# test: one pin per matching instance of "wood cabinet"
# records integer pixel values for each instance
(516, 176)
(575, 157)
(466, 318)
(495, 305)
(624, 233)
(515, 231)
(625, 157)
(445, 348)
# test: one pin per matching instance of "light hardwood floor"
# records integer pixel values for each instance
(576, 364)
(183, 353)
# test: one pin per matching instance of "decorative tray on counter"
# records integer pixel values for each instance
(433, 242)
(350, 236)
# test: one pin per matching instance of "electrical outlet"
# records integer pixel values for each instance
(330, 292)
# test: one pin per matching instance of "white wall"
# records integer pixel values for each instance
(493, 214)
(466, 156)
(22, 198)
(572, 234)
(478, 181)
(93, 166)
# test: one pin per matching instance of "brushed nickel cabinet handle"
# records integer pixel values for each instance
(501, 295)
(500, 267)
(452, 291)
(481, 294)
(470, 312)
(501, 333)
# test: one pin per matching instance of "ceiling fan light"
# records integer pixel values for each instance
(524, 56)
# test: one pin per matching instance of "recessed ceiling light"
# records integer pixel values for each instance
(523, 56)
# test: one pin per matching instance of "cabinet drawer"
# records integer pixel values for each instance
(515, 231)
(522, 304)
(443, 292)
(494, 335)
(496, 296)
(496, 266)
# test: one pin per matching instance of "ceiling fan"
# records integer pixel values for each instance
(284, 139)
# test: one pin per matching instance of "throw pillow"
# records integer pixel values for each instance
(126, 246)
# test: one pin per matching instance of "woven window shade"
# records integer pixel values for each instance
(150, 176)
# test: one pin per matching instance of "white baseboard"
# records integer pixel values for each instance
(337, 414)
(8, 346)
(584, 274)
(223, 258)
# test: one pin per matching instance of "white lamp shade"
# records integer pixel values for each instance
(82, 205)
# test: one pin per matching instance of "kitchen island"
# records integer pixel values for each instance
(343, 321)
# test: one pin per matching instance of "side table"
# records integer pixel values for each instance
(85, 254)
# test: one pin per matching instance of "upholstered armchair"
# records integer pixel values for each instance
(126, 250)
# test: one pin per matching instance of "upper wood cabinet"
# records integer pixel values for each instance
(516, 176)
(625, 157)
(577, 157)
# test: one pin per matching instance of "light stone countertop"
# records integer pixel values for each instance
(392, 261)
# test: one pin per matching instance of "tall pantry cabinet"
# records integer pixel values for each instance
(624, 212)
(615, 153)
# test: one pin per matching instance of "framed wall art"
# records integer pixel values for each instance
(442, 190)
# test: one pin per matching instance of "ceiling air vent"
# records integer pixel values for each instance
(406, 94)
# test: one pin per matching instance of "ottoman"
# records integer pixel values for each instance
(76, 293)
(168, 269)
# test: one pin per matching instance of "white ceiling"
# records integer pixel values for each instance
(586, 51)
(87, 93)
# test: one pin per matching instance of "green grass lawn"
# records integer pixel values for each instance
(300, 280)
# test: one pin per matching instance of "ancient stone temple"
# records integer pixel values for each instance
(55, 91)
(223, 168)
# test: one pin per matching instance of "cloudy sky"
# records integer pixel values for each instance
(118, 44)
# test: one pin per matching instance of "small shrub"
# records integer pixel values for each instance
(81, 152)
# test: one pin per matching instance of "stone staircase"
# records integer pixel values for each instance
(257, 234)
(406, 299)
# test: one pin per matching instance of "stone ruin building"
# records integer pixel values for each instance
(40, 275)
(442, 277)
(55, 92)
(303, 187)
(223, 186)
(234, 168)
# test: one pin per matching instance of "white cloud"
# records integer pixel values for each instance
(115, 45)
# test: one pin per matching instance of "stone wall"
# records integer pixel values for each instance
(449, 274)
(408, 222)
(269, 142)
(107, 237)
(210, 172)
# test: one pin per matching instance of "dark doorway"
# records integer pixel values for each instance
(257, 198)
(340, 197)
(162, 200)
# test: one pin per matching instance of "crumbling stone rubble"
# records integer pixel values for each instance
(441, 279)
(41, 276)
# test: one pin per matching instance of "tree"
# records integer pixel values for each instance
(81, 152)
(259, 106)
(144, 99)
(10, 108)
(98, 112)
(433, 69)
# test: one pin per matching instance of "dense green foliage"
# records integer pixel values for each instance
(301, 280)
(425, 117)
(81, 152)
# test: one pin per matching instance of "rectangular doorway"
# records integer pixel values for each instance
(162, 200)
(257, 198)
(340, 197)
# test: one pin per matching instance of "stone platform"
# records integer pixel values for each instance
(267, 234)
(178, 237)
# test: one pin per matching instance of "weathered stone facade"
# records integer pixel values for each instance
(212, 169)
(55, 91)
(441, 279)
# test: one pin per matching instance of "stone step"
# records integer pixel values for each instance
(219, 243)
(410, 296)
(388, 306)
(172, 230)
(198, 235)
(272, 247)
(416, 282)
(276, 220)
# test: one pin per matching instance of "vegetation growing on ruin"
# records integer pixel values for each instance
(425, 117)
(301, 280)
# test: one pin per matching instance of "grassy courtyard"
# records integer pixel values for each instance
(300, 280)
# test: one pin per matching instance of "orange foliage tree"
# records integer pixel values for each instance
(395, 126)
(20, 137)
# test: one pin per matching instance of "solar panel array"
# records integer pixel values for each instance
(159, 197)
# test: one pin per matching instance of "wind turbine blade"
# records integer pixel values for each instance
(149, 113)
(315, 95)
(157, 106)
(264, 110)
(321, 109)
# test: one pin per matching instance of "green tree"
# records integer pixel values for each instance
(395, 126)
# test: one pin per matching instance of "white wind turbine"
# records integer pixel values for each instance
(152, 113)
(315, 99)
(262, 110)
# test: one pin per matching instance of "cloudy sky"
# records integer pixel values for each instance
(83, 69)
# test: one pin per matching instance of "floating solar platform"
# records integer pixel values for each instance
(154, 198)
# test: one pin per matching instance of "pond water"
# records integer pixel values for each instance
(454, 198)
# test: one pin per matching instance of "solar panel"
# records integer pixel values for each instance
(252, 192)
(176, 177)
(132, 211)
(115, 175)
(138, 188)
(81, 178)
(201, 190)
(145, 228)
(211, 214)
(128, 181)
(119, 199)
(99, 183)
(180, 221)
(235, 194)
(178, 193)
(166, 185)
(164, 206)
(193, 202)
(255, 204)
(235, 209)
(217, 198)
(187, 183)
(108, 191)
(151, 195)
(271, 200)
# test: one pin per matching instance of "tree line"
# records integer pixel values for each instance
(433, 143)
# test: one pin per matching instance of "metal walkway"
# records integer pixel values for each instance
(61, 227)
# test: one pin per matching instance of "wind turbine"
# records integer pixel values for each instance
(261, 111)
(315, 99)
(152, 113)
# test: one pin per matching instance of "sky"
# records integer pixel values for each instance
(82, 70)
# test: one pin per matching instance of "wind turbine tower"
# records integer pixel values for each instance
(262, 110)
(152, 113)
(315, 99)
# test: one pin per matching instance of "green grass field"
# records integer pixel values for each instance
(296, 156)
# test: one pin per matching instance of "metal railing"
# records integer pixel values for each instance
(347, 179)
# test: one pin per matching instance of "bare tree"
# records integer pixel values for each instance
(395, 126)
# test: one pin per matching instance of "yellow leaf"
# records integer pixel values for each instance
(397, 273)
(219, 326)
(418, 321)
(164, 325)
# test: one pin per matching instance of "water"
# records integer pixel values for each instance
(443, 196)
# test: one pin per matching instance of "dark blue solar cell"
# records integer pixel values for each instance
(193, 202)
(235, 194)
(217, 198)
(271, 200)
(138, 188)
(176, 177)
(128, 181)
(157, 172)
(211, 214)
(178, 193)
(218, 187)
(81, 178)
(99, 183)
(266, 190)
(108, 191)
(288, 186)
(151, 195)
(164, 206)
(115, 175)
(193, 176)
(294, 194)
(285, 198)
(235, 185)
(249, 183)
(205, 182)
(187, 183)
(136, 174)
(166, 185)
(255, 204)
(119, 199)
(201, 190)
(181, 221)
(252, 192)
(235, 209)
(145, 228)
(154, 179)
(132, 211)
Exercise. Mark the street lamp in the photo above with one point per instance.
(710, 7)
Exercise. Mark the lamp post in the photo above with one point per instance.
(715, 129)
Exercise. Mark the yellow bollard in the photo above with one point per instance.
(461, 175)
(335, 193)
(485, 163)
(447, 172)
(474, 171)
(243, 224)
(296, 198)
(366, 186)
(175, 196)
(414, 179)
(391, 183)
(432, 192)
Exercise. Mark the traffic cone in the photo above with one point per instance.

● ● ● ● ● ● ●

# [Your task]
Output an exact copy of the lines beginning at the one that holds "Exercise. Mark the street" and running through the final line of the records.

# [Task output]
Exercise. Mark the street lamp in the photo above with one point per instance.
(710, 7)
Exercise. Mark the lamp post in the photo above with one point per instance.
(715, 129)
Exercise. Mark the yellow bollard in the photo above with one point per instance.
(461, 175)
(335, 193)
(485, 163)
(447, 172)
(474, 171)
(243, 224)
(296, 198)
(366, 186)
(175, 196)
(414, 179)
(391, 183)
(432, 192)
Exercise. Mark the traffic cone in the photo above with one point per instance.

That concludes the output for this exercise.